— INSTRUCTIONS TO FOLLOW —
Please set down exactly the lines of the listing below from the line containing "pixel 487 1150" through the line containing "Confirm that each instance of the white flower cluster", both lines included, leaving out all other lines.

— DATA SUPPLIED —
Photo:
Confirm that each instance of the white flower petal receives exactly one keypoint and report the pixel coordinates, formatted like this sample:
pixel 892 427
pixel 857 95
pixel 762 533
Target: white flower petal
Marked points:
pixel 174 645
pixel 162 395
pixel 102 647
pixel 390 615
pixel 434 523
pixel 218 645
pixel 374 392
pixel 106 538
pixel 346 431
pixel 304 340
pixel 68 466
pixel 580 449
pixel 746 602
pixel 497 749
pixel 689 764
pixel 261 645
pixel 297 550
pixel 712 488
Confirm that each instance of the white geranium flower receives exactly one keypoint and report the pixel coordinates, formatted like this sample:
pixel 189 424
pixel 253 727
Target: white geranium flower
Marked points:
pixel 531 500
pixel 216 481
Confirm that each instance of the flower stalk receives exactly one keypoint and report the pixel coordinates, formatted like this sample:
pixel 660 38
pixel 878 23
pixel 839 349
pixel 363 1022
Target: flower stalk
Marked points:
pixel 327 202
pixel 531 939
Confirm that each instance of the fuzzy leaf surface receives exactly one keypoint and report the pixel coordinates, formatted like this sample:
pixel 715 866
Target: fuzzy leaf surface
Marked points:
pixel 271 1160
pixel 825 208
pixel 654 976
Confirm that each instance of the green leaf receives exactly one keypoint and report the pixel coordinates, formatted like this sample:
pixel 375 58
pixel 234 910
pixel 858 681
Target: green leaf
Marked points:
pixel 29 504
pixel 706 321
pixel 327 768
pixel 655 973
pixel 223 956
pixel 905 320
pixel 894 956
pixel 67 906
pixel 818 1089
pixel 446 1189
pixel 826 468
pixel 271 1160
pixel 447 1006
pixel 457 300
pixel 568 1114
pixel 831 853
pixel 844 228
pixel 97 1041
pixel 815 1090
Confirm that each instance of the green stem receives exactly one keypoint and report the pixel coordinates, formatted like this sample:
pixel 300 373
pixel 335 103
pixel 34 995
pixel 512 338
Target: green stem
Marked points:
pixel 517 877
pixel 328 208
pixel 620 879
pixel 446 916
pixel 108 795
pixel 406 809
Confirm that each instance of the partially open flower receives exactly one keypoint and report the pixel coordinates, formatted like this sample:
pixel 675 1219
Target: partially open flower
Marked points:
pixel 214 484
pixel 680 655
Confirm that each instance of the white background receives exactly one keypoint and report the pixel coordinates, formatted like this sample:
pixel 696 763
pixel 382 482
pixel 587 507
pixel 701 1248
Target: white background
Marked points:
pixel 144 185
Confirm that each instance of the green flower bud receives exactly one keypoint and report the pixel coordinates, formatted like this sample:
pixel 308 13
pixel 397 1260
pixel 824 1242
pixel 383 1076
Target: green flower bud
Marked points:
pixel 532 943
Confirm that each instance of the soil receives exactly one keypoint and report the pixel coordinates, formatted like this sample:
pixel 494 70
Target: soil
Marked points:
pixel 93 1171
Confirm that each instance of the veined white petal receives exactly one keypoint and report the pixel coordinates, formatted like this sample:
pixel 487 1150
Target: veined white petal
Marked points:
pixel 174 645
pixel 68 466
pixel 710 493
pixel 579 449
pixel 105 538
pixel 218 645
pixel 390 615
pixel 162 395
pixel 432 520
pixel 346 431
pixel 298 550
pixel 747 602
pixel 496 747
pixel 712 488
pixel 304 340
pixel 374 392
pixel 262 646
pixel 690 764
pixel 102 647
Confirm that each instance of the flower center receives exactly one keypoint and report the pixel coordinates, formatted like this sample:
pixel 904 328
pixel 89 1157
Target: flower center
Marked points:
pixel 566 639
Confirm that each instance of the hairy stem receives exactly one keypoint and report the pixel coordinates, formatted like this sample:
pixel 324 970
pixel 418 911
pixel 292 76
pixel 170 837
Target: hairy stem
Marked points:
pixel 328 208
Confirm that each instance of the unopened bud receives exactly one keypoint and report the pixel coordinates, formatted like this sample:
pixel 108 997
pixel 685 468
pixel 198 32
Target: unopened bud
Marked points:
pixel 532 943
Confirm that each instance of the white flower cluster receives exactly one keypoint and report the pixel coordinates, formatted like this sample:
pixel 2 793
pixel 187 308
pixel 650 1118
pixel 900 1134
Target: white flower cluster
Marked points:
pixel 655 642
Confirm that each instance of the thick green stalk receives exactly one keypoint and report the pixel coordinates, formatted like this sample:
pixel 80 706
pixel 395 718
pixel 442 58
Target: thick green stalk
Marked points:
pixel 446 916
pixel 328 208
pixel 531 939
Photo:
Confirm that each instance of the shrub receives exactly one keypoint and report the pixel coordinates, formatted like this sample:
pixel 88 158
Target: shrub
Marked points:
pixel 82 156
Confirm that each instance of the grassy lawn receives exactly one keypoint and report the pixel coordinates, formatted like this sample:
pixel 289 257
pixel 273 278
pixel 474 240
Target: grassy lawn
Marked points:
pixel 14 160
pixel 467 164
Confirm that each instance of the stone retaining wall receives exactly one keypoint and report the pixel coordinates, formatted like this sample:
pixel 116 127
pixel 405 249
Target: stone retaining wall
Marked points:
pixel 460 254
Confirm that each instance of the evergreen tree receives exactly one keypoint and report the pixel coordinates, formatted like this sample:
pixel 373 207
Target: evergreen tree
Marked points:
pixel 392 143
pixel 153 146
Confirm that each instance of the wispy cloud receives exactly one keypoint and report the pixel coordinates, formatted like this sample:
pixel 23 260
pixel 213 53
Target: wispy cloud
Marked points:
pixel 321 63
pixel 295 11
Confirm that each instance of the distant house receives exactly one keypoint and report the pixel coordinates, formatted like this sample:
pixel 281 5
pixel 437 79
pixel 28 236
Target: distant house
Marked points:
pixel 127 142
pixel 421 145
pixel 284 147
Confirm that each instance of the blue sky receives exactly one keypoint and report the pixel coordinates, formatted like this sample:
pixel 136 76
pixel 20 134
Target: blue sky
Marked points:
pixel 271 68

— EXERCISE ANSWER —
pixel 487 1150
Target: veined white petal
Marked points:
pixel 174 645
pixel 68 466
pixel 710 493
pixel 579 449
pixel 105 538
pixel 218 645
pixel 390 615
pixel 162 395
pixel 432 520
pixel 346 431
pixel 298 550
pixel 747 602
pixel 496 747
pixel 712 488
pixel 304 340
pixel 374 392
pixel 262 646
pixel 690 764
pixel 102 647
Confirm that each instance of the flower center receives exactly one keypoint and report the pixel coordinates, formatted like this sample:
pixel 904 328
pixel 89 1157
Target: flower center
Marked points:
pixel 566 639
Confirm that each instance of the hairy stem receives exactly one keypoint and report the pixel coordinates, formatted like this sample:
pixel 324 970
pixel 418 911
pixel 292 76
pixel 170 837
Target: hairy stem
Marked points:
pixel 328 208
Confirm that each instance of the unopened bud receives exactly one keypoint and report the pixel coordinates, formatted like this sample:
pixel 108 997
pixel 685 468
pixel 198 32
Target: unopened bud
Marked points:
pixel 532 943
Confirm that each instance of the white flower cluster receives exactly one keypoint and report the pixel coordinates, formatted like this sample:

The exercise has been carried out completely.